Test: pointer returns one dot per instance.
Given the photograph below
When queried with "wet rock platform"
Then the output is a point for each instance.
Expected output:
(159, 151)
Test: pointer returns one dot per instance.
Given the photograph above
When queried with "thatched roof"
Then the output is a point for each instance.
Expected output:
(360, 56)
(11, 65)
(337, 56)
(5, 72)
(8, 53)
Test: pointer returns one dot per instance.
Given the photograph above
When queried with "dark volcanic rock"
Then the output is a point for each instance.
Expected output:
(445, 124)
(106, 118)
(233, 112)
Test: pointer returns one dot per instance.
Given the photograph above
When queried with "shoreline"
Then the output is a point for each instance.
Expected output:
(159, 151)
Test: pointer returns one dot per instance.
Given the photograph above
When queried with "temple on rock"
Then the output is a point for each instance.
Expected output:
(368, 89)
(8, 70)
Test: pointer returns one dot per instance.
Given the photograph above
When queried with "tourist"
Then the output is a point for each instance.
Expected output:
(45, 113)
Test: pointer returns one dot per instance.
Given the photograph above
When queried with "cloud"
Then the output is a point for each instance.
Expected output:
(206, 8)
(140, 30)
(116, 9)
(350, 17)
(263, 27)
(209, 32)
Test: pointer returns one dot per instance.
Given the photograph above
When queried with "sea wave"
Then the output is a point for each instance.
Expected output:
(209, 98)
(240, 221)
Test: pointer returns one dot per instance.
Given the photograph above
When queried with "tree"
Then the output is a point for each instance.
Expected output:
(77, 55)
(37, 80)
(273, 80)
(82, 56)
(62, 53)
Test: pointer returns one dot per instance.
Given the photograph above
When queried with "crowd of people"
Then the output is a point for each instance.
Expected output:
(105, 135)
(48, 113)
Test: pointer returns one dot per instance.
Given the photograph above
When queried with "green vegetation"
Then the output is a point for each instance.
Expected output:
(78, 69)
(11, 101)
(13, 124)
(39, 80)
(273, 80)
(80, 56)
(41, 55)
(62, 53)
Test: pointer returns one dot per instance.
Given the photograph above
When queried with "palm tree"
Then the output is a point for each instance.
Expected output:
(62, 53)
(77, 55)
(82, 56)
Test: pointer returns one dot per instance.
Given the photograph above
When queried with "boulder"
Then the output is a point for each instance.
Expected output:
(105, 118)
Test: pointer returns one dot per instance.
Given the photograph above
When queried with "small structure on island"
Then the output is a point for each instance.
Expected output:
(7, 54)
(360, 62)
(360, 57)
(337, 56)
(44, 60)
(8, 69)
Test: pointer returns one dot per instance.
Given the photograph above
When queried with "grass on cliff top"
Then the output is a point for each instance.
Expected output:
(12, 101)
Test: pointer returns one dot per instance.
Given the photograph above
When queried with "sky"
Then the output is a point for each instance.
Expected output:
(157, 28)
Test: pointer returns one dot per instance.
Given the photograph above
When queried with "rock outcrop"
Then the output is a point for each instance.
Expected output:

════════════════

▶ **AIM OF THE EXERCISE**: Please set down the whole listing above without altering a single line.

▶ **IN RESPONSE**:
Test: pointer returns one dot per instance.
Given the photograph below
When queried with "wet rock platform"
Then the output is a point for each instance.
Expected output:
(159, 151)
Test: pointer returns one dot per instance.
Given the photograph above
When queried with "thatched roof"
Then the output is a point for each instance.
Expected output:
(360, 56)
(11, 65)
(337, 56)
(5, 72)
(8, 53)
Test: pointer returns one dot per instance.
Given the photograph above
When queried with "dark volcanic rock"
Then the output is a point for each instance.
Expected output:
(445, 124)
(106, 118)
(233, 112)
Test: pointer returns one dot per instance.
Given the photograph above
When queried with "shoreline"
Then the output is a point for each instance.
Expected output:
(159, 151)
Test: pointer returns one dot per instance.
Given the photograph above
When queried with "temple on rock"
Then the output is a point for each instance.
Expected output:
(368, 89)
(8, 70)
Test: pointer returns one dot per instance.
Given the photograph above
When queried with "tourist"
Then the output is a point for each instance.
Expected output:
(45, 113)
Test: pointer returns one dot per instance.
Given the photograph above
When queried with "cloud"
Then the output is a point for each instance.
Expected output:
(206, 8)
(140, 30)
(116, 9)
(350, 17)
(263, 27)
(209, 32)
Test: pointer returns one dot per instance.
Given the photograph above
When queried with "sea wave"
Then the output is a point for each instance.
Expected output:
(209, 98)
(240, 221)
Test: pointer returns one dot per instance.
Given the photograph above
When queried with "tree"
Then the output is a point for each instance.
Expected output:
(77, 55)
(37, 80)
(273, 80)
(82, 56)
(62, 53)
Test: pointer returns one dot per instance.
Given the photograph above
When queried with "crowd of people"
Then the output is a point for each instance.
Expected output:
(105, 135)
(48, 113)
Test: pointer returns one dot per instance.
Given the photograph above
When queried with "green vegetation"
Then the output is a point for each instance.
Expected output:
(78, 69)
(11, 101)
(13, 124)
(39, 80)
(273, 80)
(80, 56)
(41, 55)
(62, 53)
Test: pointer returns one dot per instance.
Given the photograph above
When queried with "palm tree"
Then the output is a point for each instance.
Expected output:
(62, 53)
(77, 55)
(82, 56)
Test: pointer returns one dot per instance.
Given the photograph above
When queried with "boulder"
Then the output is a point for each instance.
Expected output:
(105, 118)
Test: pointer returns one dot per instance.
Given the photograph above
When queried with "small structure on island"
Then the output is a point for each instance.
Expected output:
(7, 54)
(360, 62)
(360, 57)
(337, 56)
(44, 60)
(8, 69)
Test: pointer returns one dot per instance.
Given the photograph above
When queried with "grass on cliff top"
Then the output is a point for each instance.
Expected output:
(12, 101)
Test: pointer returns one dot per instance.
Given the photograph above
When queried with "sky"
Then the output is a point for each instance.
Expected output:
(157, 28)
Test: pointer returns one dot per instance.
Given the photograph above
When queried with "rock outcrop"
Then the output is a point for each instance.
Expected output:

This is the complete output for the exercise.